Questions on the material:
A – Answer each question about the abstract on branched oligonucleotide synthesis on its own line, using the same markers:
(i) Which two phosphate protecting groups does it name?
(ii) Which silyl protecting group is removed without cleavage or isomerization at the branch point?
(iii) What shape is the octadecamer given as an example?
B – List every sequence property that the abstract on branched oligonucleotide synthesis says the method allows to be arbitrary.

Text under study:
__________________________________________________

Regiospecific solid-phase synthesis of branched oligonucleotides. Effect of vicinal 2',5'- (or 2',3'-) and 3',5'-phosphodiester linkages on the formation of hairpin DNA.

A general procedure for the solid-phase regiospecific synthesis of branched oligonucleotides (bNA) analogues using readily available phosphoramidite reagents has been developed. The key feature of this method is use of the solid-phase phosphoramidite procedure to assemble linear oligonucleotide sequences and sequential removal of the phosphate (beta-cyanoethyl or methyl) and silyl protecting groups without detaching the nascent oligonucleotide from the solid support. Conversion of the phosphate backbone into the more stable phosphodiester linkages allows for removal of the 2'-O-tert-butyldimethylsilyl protecting group without cleavage or isomerization at the branch point. This method allows for the formation of branched oligonucleotides with sequences of arbitrary base composition, length, and orientation around the branch point junction, including a "Y"-shaped octadecamer d(TACTA)-rA[2',5'd(GTATGT)]3',5'd(CAAGTT). Studies to explore structural effects in the use of a branched adenosine as replacement for nucleotide loops in duplex and triplex DNA are also described. Branched oligonucleotides of the type rA[2',5'dCndA10-5']3',5'dCndT10-3' and rA[2',5'dCn3',3'dA10-5']3',5'dCnT10-3' form hairpin duplexes with thermal stability comparable to or better than that of one with a natural deoxynucleotide loop.

__________________________________________________

Stored data entries:
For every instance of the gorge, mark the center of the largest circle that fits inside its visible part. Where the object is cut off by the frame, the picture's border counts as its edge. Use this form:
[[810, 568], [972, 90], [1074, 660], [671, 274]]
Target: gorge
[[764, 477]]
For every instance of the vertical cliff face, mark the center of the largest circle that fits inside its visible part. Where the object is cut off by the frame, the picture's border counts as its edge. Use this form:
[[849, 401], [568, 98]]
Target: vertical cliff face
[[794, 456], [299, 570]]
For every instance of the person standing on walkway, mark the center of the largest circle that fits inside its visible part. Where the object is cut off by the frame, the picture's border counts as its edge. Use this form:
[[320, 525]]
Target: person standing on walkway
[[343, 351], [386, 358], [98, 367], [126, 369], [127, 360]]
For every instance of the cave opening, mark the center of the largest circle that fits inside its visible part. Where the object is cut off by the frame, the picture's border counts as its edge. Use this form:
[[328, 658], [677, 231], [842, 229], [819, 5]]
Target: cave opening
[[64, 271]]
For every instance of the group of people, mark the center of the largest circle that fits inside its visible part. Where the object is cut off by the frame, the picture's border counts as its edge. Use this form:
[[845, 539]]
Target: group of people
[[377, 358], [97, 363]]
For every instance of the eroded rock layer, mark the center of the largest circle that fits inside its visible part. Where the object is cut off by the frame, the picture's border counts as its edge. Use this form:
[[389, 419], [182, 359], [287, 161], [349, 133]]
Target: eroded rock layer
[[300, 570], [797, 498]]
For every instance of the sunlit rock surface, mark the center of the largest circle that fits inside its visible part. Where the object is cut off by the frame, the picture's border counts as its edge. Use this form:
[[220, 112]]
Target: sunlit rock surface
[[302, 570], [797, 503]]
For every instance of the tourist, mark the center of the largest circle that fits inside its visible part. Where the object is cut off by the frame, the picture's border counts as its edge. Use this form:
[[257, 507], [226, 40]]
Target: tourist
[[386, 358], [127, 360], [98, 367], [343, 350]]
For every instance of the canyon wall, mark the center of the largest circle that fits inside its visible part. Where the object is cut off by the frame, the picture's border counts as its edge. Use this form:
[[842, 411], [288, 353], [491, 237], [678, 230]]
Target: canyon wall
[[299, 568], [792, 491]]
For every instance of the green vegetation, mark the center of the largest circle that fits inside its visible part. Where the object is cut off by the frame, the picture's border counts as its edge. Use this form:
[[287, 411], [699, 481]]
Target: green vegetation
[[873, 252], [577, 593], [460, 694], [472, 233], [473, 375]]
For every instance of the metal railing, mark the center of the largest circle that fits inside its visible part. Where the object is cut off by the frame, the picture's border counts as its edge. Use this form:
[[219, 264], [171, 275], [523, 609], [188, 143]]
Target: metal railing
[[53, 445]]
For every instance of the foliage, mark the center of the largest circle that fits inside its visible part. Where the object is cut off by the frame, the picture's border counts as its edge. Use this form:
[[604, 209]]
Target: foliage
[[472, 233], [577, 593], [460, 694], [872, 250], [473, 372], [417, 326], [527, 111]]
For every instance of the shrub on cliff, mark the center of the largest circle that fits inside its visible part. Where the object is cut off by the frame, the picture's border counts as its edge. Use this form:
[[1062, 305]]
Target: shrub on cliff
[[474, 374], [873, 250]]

__________________________________________________

Answers below:
A –
(i) Beta-cyanoethyl and methyl
(ii) The 2'-O-tert-butyldimethylsilyl protecting group
(iii) "Y"-shaped

B –
- Base composition
- Length
- Orientation around the branch point junction